__Vorgegebener Text__
· · · · · · ·

# [Suche] IllustratorCS Tutorial



## nutron (17. September 2004)

hallo,

ich suche ein tut welches explizit für beschreibt wie aus einem normalen foto eine schoene vektografik zuerstellen ist wie im ahang zusehen ist
nach langem suchen hab ich nur unzureichend gut erklärte tuts gefunden,
deshalb falls ihr aushelfen könnt wäre ich sehr dankbar 

MfG

nutron


----------



## Chrisu (17. September 2004)

Moinsen,

hättest du hier im Forum mal ein wenig gesucht, dann wärst du auch fündig geworden.
Trotzdem, hier ist ein Link:
http://www.vectorize.de/tutorial.html 

So long,
Chrisu ;-)


----------



## nutron (17. September 2004)

hättest du ordentlich gelesen würdest du wissen das ich ein tut für ILLUSTRATOR CS & nicht FREEHAND suche  ;-)...........trotzdem thx


----------



## Markus Kolletzky (17. September 2004)

Da beide Programme sehr ähnlich arbeiten (;-)) und annähernd den gleichen 
Funktionsumfang besitzen, läßt sich dieses Tutorial auch wunderbar für
Illustrator ummünzen. Also nicht gleich rummotzen, sondern sich auch mal 
ein wenig mit den Links auseinandersetzen und Eigeninitiative zeigen.

Gruss Markus

P.S. Bitte in Zukunft auf die Netiquette, speziell Groß- und Kleinschreibung achten. Danke.


----------



## nutron (17. September 2004)

> _Original geschrieben von Markus Kolletzky _
> *Da beide Programme sehr ähnlich arbeiten (;-)) und annähernd den gleichen
> Funktionsumfang besitzen, läßt sich dieses Tutorial auch wunderbar für
> Illustrator ummünzen. Also nicht gleich rummotzen, sondern sich auch mal
> ...

· · · · · · ·

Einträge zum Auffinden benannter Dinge

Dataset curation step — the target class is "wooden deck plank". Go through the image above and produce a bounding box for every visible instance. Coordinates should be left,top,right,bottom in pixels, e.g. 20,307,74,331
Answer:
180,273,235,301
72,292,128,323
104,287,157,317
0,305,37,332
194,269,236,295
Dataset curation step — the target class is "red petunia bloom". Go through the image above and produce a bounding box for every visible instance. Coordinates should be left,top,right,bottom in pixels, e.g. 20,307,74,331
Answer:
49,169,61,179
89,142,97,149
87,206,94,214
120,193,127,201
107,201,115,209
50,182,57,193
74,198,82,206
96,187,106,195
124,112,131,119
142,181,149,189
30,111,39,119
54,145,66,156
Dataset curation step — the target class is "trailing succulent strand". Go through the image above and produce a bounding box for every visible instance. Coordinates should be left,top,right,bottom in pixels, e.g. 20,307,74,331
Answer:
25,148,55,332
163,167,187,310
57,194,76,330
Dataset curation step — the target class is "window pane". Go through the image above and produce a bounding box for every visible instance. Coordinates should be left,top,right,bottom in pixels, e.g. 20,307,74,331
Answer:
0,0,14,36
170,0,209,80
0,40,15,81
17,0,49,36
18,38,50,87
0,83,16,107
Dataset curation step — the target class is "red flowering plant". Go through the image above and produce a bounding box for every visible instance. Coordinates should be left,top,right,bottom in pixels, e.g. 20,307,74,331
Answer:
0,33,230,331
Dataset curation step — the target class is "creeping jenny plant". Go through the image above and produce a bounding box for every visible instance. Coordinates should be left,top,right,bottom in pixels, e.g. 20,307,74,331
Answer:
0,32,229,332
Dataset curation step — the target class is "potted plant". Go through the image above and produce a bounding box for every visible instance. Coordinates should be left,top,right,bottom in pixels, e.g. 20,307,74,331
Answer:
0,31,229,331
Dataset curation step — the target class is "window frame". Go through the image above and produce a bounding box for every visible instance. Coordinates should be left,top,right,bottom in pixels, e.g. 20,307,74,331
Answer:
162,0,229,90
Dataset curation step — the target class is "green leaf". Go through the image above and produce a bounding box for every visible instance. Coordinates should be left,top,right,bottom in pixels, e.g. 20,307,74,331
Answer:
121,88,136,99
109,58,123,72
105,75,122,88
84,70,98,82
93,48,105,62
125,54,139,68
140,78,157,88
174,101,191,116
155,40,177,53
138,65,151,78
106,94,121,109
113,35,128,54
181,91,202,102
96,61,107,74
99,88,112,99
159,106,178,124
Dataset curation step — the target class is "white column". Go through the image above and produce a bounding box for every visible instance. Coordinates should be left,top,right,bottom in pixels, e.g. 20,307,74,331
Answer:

· · · · · · ·

__Aufgabe A__
Schreibe den Forumsthread zur Suche nach einem Illustrator-CS-Tutorial vollständig und ohne jede Änderung nieder.
__Aufgabe B__
Skaliere die Zeilen der Eingabedaten vom Anfang bis einschließlich der Zeile mit „194,269,236,295“ und gib nur diese Zeilen samt Aufforderungen wieder aus. Multipliziere dabei jede Koordinate in den Antworten mit 1,6 und runde auf ganze Zahlen, wobei halbe Werte aufgerundet werden.

__Ergebnis A__
# [Suche] IllustratorCS Tutorial



## nutron (17. September 2004)

hallo,

ich suche ein tut welches explizit für beschreibt wie aus einem normalen foto eine schoene vektografik zuerstellen ist wie im ahang zusehen ist
nach langem suchen hab ich nur unzureichend gut erklärte tuts gefunden,
deshalb falls ihr aushelfen könnt wäre ich sehr dankbar 

MfG

nutron


----------



## Chrisu (17. September 2004)

Moinsen,

hättest du hier im Forum mal ein wenig gesucht, dann wärst du auch fündig geworden.
Trotzdem, hier ist ein Link:
http://www.vectorize.de/tutorial.html 

So long,
Chrisu ;-)


----------



## nutron (17. September 2004)

hättest du ordentlich gelesen würdest du wissen das ich ein tut für ILLUSTRATOR CS & nicht FREEHAND suche  ;-)...........trotzdem thx


----------



## Markus Kolletzky (17. September 2004)

Da beide Programme sehr ähnlich arbeiten (;-)) und annähernd den gleichen 
Funktionsumfang besitzen, läßt sich dieses Tutorial auch wunderbar für
Illustrator ummünzen. Also nicht gleich rummotzen, sondern sich auch mal 
ein wenig mit den Links auseinandersetzen und Eigeninitiative zeigen.

Gruss Markus

P.S. Bitte in Zukunft auf die Netiquette, speziell Groß- und Kleinschreibung achten. Danke.


----------



## nutron (17. September 2004)

> _Original geschrieben von Markus Kolletzky _
> *Da beide Programme sehr ähnlich arbeiten (;-)) und annähernd den gleichen
> Funktionsumfang besitzen, läßt sich dieses Tutorial auch wunderbar für
> Illustrator ummünzen. Also nicht gleich rummotzen, sondern sich auch mal
> ...

__Ergebnis B__
Dataset curation step — the target class is "wooden deck plank". Go through the image above and produce a bounding box for every visible instance. Coordinates should be left,top,right,bottom in pixels, e.g. 20,307,74,331
Answer:
288,437,376,482
115,467,205,517
166,459,251,507
0,488,59,531
310,430,378,472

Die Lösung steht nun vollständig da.